What to produce -
All records that follow are to be output exactly.

Material shown -
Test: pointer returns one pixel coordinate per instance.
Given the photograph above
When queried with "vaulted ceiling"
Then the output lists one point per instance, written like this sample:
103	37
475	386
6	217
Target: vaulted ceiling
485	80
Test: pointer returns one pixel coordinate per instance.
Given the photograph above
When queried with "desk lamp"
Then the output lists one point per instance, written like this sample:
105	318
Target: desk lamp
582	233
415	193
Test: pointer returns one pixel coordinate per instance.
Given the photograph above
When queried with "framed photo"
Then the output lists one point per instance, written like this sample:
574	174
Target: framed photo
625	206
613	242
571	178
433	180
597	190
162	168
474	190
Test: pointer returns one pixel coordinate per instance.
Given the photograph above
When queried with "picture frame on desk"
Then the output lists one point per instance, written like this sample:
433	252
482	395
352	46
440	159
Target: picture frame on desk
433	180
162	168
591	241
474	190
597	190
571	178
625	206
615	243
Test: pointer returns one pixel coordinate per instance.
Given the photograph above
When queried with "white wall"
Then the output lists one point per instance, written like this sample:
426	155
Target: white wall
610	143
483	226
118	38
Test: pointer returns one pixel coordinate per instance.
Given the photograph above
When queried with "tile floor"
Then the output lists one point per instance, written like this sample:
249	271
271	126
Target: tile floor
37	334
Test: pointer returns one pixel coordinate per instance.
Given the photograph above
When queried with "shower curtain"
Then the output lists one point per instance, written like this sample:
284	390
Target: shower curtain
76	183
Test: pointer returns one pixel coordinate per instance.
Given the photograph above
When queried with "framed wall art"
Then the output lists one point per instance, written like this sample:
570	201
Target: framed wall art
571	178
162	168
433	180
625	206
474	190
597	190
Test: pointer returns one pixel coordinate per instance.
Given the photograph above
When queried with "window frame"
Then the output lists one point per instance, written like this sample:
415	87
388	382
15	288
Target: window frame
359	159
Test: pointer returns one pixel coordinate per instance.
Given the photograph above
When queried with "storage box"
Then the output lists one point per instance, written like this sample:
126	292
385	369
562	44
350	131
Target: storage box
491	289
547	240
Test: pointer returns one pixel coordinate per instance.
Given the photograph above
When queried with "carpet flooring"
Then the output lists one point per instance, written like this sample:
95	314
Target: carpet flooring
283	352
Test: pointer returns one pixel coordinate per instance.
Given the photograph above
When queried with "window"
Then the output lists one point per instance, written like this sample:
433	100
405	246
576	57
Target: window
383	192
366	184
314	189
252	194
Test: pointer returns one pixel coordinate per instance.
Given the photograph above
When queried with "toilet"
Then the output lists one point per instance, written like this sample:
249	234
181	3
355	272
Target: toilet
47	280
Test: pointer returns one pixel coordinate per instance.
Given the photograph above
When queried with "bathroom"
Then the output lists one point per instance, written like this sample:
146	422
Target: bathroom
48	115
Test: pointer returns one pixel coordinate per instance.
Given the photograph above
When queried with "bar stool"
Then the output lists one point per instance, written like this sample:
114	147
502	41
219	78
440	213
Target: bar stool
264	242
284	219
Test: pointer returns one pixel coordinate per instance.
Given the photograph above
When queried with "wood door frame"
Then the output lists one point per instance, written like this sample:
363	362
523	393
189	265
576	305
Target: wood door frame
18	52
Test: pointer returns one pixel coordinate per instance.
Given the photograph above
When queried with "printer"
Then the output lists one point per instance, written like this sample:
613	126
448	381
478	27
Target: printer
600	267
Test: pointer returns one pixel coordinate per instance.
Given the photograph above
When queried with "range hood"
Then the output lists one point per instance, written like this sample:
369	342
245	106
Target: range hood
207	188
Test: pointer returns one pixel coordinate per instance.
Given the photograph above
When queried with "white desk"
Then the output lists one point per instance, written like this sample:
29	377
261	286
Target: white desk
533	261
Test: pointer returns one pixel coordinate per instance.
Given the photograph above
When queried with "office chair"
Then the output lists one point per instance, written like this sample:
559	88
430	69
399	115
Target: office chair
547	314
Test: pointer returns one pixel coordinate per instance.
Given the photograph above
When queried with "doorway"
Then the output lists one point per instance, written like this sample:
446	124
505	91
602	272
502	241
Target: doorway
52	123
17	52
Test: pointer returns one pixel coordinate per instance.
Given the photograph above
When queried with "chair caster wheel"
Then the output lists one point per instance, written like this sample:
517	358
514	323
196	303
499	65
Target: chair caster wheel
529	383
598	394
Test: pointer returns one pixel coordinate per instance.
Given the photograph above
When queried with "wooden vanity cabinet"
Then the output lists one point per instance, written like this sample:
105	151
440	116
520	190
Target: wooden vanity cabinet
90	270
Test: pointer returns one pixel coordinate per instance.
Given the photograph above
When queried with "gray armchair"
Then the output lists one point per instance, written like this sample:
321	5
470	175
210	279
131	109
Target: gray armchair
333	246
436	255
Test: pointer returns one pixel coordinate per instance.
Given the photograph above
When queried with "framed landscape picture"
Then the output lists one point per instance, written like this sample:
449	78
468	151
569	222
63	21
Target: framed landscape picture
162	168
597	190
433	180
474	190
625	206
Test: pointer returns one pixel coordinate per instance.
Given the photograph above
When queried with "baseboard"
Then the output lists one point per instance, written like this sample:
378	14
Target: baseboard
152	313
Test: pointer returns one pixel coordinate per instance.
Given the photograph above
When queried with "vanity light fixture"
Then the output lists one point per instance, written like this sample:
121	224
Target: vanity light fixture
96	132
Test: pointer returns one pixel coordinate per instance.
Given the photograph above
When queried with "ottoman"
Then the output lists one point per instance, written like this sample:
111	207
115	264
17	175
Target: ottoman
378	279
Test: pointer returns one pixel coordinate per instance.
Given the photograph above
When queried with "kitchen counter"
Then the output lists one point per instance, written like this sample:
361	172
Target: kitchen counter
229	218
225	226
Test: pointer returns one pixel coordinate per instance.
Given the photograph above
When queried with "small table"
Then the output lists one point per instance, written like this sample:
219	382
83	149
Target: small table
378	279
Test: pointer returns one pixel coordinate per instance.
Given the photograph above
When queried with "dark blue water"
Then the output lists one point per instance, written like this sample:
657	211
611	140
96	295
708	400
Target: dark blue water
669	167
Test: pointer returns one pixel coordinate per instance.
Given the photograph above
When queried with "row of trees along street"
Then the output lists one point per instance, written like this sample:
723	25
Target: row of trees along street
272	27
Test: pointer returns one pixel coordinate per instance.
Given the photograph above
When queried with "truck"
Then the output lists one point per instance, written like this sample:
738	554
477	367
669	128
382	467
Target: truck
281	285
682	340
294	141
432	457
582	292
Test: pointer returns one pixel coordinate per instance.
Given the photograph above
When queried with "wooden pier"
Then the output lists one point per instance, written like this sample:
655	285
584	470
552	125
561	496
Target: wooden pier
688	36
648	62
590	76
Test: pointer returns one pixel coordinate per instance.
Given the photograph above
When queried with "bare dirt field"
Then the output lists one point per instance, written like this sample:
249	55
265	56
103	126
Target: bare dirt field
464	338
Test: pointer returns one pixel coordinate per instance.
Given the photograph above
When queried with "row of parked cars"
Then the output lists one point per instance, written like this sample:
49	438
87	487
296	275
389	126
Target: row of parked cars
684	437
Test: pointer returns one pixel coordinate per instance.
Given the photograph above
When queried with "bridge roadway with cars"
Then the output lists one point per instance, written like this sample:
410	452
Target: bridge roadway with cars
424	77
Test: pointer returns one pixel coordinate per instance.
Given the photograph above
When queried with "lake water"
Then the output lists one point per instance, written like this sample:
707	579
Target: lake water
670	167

Response area -
Test: pointer returns one pixel coordinate per instance.
Given the photograph above
When queried with "vaulted ceiling"
Then the output lists one point per instance, written like this sample:
103	37
475	386
6	217
Target: vaulted ceiling
485	80
Test: pointer returns one pixel coordinate per instance.
Given the photograph above
When queried with "desk lamp"
Then the output lists one point per instance, written like this sample:
105	318
Target: desk lamp
582	233
415	193
Test: pointer returns one pixel coordinate per instance.
Given the photograph above
When queried with "framed photo"
Then the output lists one point per instance, written like this sample:
574	174
Target: framed photo
625	206
613	242
571	178
433	180
597	190
162	168
474	190
Test: pointer returns one pixel coordinate per instance.
Given the photograph above
When queried with "picture frame on desk"
Then the output lists one point per instance, written like this sample:
433	252
482	395
352	46
440	159
Target: picture frame on desk
433	180
162	168
591	241
474	190
597	190
571	178
625	206
615	243
Test: pointer returns one pixel coordinate per instance.
Given the photograph above
When queried with "white wall"
Then the output lists one point per instance, written like this sample:
426	155
Target: white wall
610	143
483	226
118	38
Test: pointer returns one pixel coordinate per instance.
Given the photograph above
When queried with "tile floor"
Then the output lists one point per instance, written like this sample:
249	271
271	126
Target: tile floor
37	334
Test: pointer returns one pixel coordinate per instance.
Given the photograph above
When queried with "shower curtain"
Then the output lists one point per instance, written like this sample:
284	390
Target: shower curtain
76	183
Test: pointer returns one pixel coordinate per instance.
Given the photograph above
When queried with "framed wall art"
Then the output lists one point per instance, written like this sample:
570	201
Target: framed wall art
571	178
162	168
433	180
625	206
474	190
597	190
Test: pointer returns one pixel coordinate per instance.
Given the photograph above
When queried with "window frame"
Then the output lists one point per instance, written like this sample:
415	87
388	382
15	288
Target: window frame
359	159
Test: pointer returns one pixel coordinate per instance.
Given the photograph above
When queried with "storage box"
Then the output lists one point per instance, written like this sample:
126	292
385	369
562	44
350	131
Target: storage box
491	289
547	240
Test: pointer returns one pixel coordinate per instance.
Given the photograph above
When queried with "carpet flooring"
Then the output lists one point per instance, written like this sample:
95	314
Target: carpet flooring
283	352
Test: pointer returns one pixel coordinate per instance.
Given the photograph above
When queried with "window"
Then the output lists one point per instance, written like this sample:
433	100
405	246
576	57
Target: window
383	192
366	184
314	189
252	194
Test: pointer returns one pixel coordinate per instance.
Given the photograph above
When queried with "toilet"
Then the output lists one point per instance, written like this sample:
249	234
181	3
355	272
Target: toilet
47	280
Test: pointer returns one pixel coordinate per instance.
Given the photograph above
When queried with "bathroom"
Then the output lists one point per instance, written like this sample:
146	422
Target: bathroom
48	115
Test: pointer returns one pixel coordinate per instance.
Given the photograph above
When queried with "bar stool"
Then the output lists one point per instance, written like this sample:
114	147
502	41
219	78
440	213
Target: bar stool
264	242
284	219
Test: pointer returns one pixel coordinate per instance.
Given the photograph above
When queried with "wood door frame"
Then the output lists one point per instance, written like this sample:
363	362
523	393
189	265
576	305
Target: wood door frame
18	52
Test: pointer returns one pixel coordinate per instance.
Given the photograph above
When queried with "printer"
Then the output lists one point per instance, written like this sample:
613	126
448	381
478	27
Target: printer
600	267
Test: pointer returns one pixel coordinate per instance.
Given the photograph above
When queried with "range hood"
Then the output lists one point per instance, written like this sample:
369	342
245	106
Target: range hood
207	188
Test: pointer returns one pixel coordinate per instance.
Given the photograph above
When queried with "white desk"
Then the output lists one point per instance, written like this sample:
29	377
261	286
Target: white desk
533	261
Test: pointer returns one pixel coordinate per instance.
Given the photograph above
When queried with "office chair"
Then the output lists one point per instance, written like this sample:
559	88
430	69
399	115
Target: office chair
547	314
Test: pointer returns one pixel coordinate per instance.
Given the photograph above
When queried with "doorway"
Then the output lists one point per instance, written like this sample:
446	124
505	91
602	272
502	241
Target: doorway
52	123
17	52
Test: pointer returns one pixel coordinate per instance.
Given the photograph above
When queried with "chair caster wheel"
Then the output lists one point per instance, written like this sample:
517	358
514	323
196	303
499	65
Target: chair caster wheel
529	383
598	394
Test: pointer returns one pixel coordinate per instance.
Given the photograph above
When queried with "wooden vanity cabinet"
Then the output lists one point per instance, written like this sample:
105	151
440	116
520	190
Target: wooden vanity cabinet
90	270
Test: pointer returns one pixel coordinate per instance.
Given the photograph above
When queried with "gray armchair"
Then the output lists one point per instance, written like this sample:
321	5
470	175
210	279
131	109
Target: gray armchair
333	246
436	255
Test: pointer returns one pixel coordinate per instance.
Given the photograph above
When queried with "framed landscape picture"
Then the output lists one point per instance, written like this sample:
449	78
468	151
569	222
63	21
Target: framed landscape picture
162	168
597	190
433	180
474	190
625	206
Test: pointer returns one pixel coordinate per instance.
Given the photograph above
When queried with "baseboard"
Then the output lists one point per instance, written like this sample:
378	14
Target: baseboard
152	313
Test: pointer returns one pixel coordinate per instance.
Given the photograph above
When queried with "vanity light fixture"
Then the output lists one point per instance, written like this sample:
121	224
Target: vanity light fixture
96	132
Test: pointer returns one pixel coordinate per instance.
Given the photograph above
When queried with "ottoman"
Then the output lists one point per instance, written like this sample:
111	207
115	264
17	175
Target: ottoman
378	279
Test: pointer returns one pixel coordinate per instance.
Given the photograph above
When queried with "kitchen counter"
Then the output lists one point per instance, written like this sample:
361	172
Target: kitchen counter
229	218
225	226
Test: pointer returns one pixel coordinate per instance.
Given the photograph above
When queried with "small table"
Then the output lists one point per instance, written like this sample:
219	382
83	149
Target: small table
378	279
Test: pointer returns one pixel coordinate per instance.
Given the photograph above
When queried with "dark blue water"
Then the output lists one point per instance, written like this sample:
657	211
611	140
96	295
708	400
Target: dark blue water
669	167
Test: pointer returns one pixel coordinate per instance.
Given the photograph above
When queried with "row of trees along street"
Then the output lists one point per instance, written like this sample:
723	25
Target: row of trees along street
272	27
Test: pointer returns one pixel coordinate per instance.
Given the photograph above
When queried with "truck"
Then the output lists one point per instance, written like this sample:
738	554
477	367
669	128
382	467
Target: truck
281	285
682	340
294	141
432	457
582	292
Test: pointer returns one pixel coordinate per instance.
Given the photograph above
When queried with "wooden pier"
Then the output lists one point per instance, written like this sample:
655	285
584	470
552	125
561	496
Target: wooden pier
688	36
648	62
590	76
Test: pointer returns one pixel coordinate per instance.
Given the photograph above
When queried with "bare dirt field"
Then the output lists one point per instance, written like this sample:
249	55
265	56
103	126
Target: bare dirt field
464	338
Test: pointer returns one pixel coordinate per instance.
Given the photograph above
When queried with "row of parked cars"
Then the output lists one point per instance, written like this sample:
49	438
87	487
296	275
389	126
Target: row of parked cars
684	437
Test: pointer returns one pixel coordinate per instance.
Given the photograph above
When queried with "bridge roadway with cars"
Then the output lists one point per instance, written like this sample:
410	452
Target: bridge roadway with cars
424	77
Test: pointer returns one pixel coordinate per instance.
Given the photograph above
When queried with "lake water"
Then the output lists one point per instance, written like this sample:
707	579
Target: lake water
670	167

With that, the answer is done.